-- What to do --
Reproduce the stretch from the start of the records through the line containing "365), (380, 212)]", requests included. Offset every point coordinate in the answers by -65, and leave the pictures out.

-- Extracted information --
= = = = = = =
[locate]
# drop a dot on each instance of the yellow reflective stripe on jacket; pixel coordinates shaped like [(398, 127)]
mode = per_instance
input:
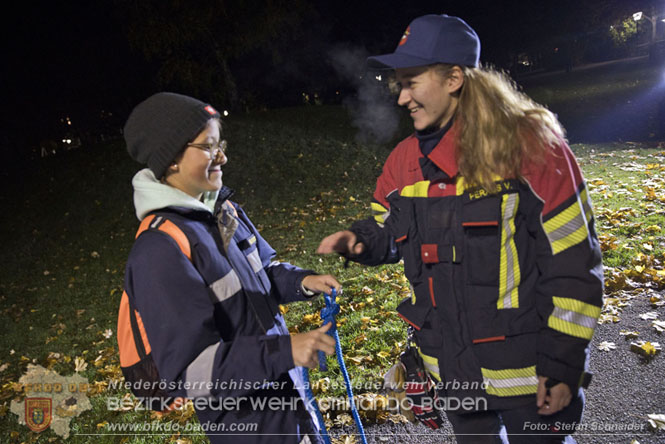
[(510, 382), (509, 271), (573, 317), (418, 189), (567, 228), (431, 365), (380, 212)]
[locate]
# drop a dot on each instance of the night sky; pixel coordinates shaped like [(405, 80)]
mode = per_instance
[(77, 58)]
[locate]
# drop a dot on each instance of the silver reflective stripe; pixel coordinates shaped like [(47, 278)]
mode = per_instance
[(255, 261), (568, 228), (512, 382), (199, 373), (226, 287), (574, 317)]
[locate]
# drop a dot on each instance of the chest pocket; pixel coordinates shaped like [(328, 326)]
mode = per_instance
[(481, 224)]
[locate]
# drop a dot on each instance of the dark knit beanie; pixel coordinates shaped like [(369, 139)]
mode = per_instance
[(162, 125)]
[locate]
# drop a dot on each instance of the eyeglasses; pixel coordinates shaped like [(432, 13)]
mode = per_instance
[(211, 148)]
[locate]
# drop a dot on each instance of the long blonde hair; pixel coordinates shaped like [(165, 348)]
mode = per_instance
[(500, 126)]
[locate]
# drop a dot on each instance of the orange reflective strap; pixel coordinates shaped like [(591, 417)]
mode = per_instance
[(145, 224), (128, 353)]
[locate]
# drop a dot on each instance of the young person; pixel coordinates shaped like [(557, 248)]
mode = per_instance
[(487, 207), (205, 289)]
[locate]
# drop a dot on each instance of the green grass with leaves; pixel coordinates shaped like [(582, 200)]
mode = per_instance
[(300, 175)]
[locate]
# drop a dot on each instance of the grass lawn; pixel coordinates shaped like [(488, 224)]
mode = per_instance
[(300, 175)]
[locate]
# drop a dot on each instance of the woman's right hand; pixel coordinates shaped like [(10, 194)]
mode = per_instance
[(342, 242), (305, 346)]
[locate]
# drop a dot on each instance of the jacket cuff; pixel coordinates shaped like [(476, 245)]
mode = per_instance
[(574, 377)]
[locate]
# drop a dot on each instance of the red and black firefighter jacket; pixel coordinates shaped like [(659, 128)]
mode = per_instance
[(506, 285)]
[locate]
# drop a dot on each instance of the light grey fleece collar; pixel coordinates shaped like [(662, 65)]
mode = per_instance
[(150, 195)]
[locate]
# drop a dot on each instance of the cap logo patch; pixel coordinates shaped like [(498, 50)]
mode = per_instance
[(405, 36)]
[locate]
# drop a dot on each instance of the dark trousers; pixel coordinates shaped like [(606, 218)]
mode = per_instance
[(522, 425)]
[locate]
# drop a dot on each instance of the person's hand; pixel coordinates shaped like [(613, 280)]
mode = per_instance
[(305, 346), (321, 283), (342, 242), (558, 398)]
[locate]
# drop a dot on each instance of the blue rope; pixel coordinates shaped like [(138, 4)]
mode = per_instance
[(328, 314)]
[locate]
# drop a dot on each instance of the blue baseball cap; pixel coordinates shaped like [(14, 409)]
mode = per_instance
[(432, 39)]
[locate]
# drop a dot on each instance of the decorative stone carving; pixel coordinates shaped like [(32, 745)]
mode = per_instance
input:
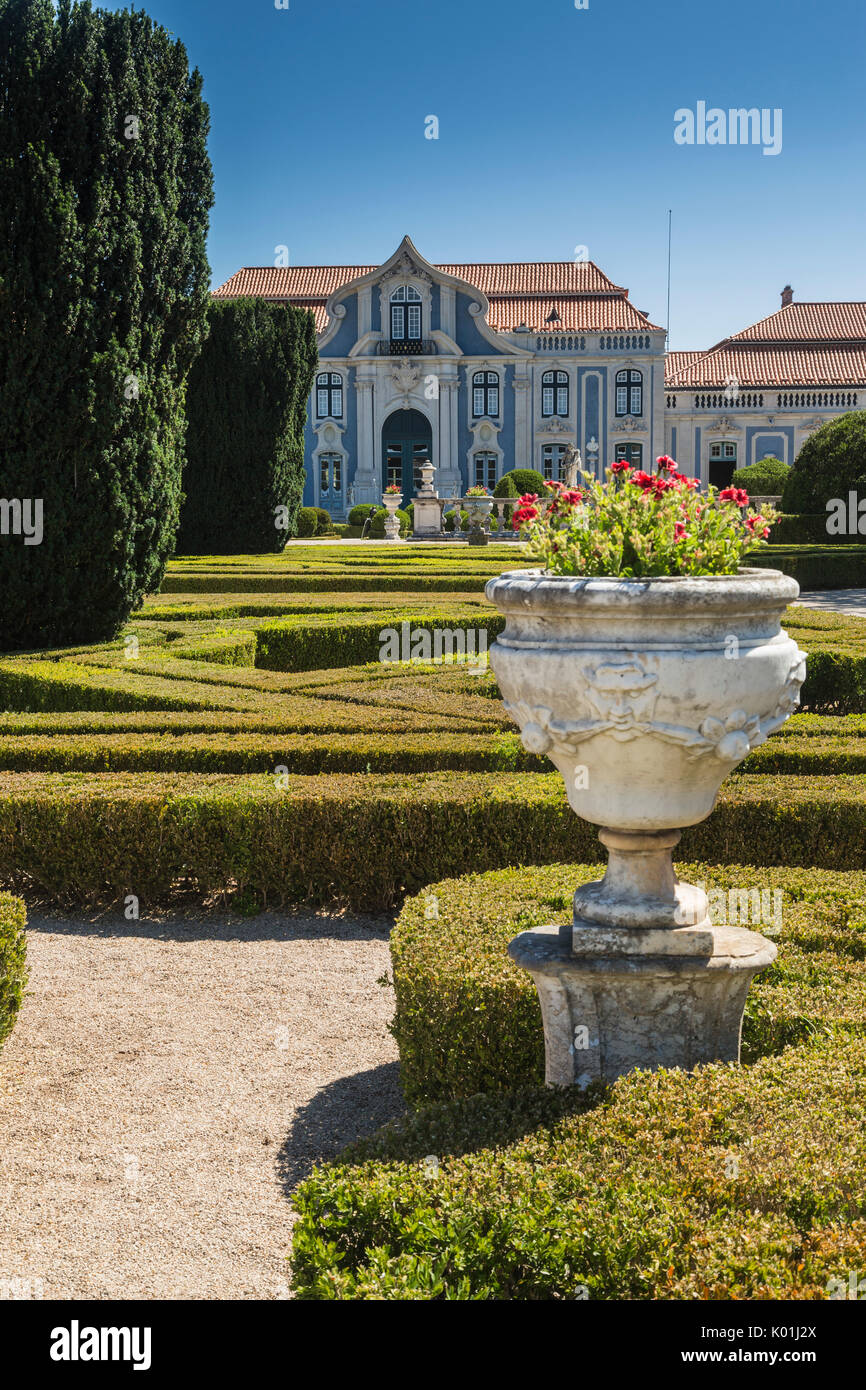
[(406, 375), (556, 424)]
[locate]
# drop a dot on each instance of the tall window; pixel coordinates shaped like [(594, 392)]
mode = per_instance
[(555, 394), (485, 394), (330, 395), (633, 453), (628, 394), (552, 458), (723, 462), (405, 314), (485, 470), (331, 477)]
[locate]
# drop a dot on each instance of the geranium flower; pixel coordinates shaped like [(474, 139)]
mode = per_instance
[(758, 524)]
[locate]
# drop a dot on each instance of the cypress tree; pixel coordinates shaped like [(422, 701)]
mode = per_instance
[(104, 192), (246, 406)]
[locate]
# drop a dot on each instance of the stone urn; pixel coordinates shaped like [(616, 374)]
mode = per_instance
[(478, 512), (392, 523), (644, 694)]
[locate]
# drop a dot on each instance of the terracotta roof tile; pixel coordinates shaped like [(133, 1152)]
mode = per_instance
[(806, 366), (519, 292), (584, 313), (797, 323)]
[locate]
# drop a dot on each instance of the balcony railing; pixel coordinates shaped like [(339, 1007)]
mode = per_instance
[(406, 348)]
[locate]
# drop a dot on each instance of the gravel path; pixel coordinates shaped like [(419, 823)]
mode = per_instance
[(166, 1086)]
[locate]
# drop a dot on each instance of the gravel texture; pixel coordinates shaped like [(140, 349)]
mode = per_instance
[(167, 1084)]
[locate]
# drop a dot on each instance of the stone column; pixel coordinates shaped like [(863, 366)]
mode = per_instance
[(367, 484)]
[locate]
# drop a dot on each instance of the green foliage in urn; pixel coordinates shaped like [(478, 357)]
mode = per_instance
[(637, 524)]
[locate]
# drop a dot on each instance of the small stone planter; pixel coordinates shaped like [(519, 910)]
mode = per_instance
[(392, 521), (645, 694)]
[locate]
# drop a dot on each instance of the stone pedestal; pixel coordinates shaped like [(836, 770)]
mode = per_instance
[(644, 694), (427, 510), (392, 521), (619, 998)]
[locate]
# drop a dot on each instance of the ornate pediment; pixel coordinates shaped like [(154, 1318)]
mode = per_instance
[(406, 375), (555, 426)]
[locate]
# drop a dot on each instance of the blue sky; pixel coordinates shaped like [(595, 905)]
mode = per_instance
[(555, 131)]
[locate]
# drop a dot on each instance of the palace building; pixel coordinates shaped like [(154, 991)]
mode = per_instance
[(487, 367)]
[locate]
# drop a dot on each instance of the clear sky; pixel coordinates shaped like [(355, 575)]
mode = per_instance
[(556, 131)]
= = = = = = =
-- Output below --
[locate]
# drop a dot on each instance of the yellow reflective stripe on jacket; pixel coordinates shaped like [(398, 127)]
mode = per_instance
input:
[(445, 317), (444, 206), (508, 252), (353, 124), (502, 163), (366, 300), (315, 147)]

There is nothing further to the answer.